:: Exercise text ::

Stephen Dun is an ethnic Karen. Born in Rangoon, Stephen fled to Karen State for the Thai-Burma border when he was ten-years-old. After completing high school, he served as a teacher in a Karen school established by the Karen Resistance. He also taught basic survival skills to local populations in Burma due to increasing seasonal attacks of the Burma army against villagers. In addition to his data communications work for the BurmaNet of Burma Project, Open Society Institute, he advocated on behalf of the Karen and other ethnic peoples of Burma when he testified numerous times in congress. Since 2001, Mr. Dun has continued to provide direct service assistance to the numerous refugees arriving all over the US from Burma, particularly those in Seattle, Washington. Those activities include transportation, interpretation, obtaining documentation, culture awareness for both the refugees and the resettlement agencies as well as organizing the communities to be self-sufficient. He continues to keep the international community informed on the situation of Burma and has administered many humanitarian aid packages into the many trouble zones of Burma.
Eryn Schornick is a New York State licensed attorney with a focus in international human rights law and humanitarian law. She is a policy advisor for Global Witness in Washington, DC focused on ending the harms caused by the corrupt and other criminals hiding behind anonymous shell companies, a worldwide problem also experienced in Burma. As a Senior Research & Engagement Specialist with EIRIS conflict Risk Network she led institutional investors in successfully advocating for the release of the “Reporting Requirement on Responsible Investment in Burma.” Eryn visited development projects throughout Burma and on the Thai-Burma border during serval trips. She met with affected communities and other stakeholders impacted by these projects to advance advocacy efforts requiring responsible business conduct in the country’s extractive and telecommunications industries.

:::
:: Record extracts ::

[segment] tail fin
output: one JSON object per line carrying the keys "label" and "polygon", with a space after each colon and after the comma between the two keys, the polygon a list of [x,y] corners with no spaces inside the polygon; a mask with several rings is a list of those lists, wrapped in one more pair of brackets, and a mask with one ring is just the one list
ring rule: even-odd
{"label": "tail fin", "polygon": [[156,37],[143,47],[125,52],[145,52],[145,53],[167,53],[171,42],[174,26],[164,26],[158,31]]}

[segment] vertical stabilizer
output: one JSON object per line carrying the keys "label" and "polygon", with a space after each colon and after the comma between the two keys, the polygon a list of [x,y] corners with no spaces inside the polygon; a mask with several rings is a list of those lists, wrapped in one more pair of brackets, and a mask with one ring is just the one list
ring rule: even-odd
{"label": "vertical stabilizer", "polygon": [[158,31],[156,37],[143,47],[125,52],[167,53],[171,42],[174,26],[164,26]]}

:::

## To do
From the biographies above, quote the passage between "Eryn Schornick is" and "and telecommunications industries.", inclusive.

## Reply
Eryn Schornick is a New York State licensed attorney with a focus in international human rights law and humanitarian law. She is a policy advisor for Global Witness in Washington, DC focused on ending the harms caused by the corrupt and other criminals hiding behind anonymous shell companies, a worldwide problem also experienced in Burma. As a Senior Research & Engagement Specialist with EIRIS conflict Risk Network she led institutional investors in successfully advocating for the release of the “Reporting Requirement on Responsible Investment in Burma.” Eryn visited development projects throughout Burma and on the Thai-Burma border during serval trips. She met with affected communities and other stakeholders impacted by these projects to advance advocacy efforts requiring responsible business conduct in the country’s extractive and telecommunications industries.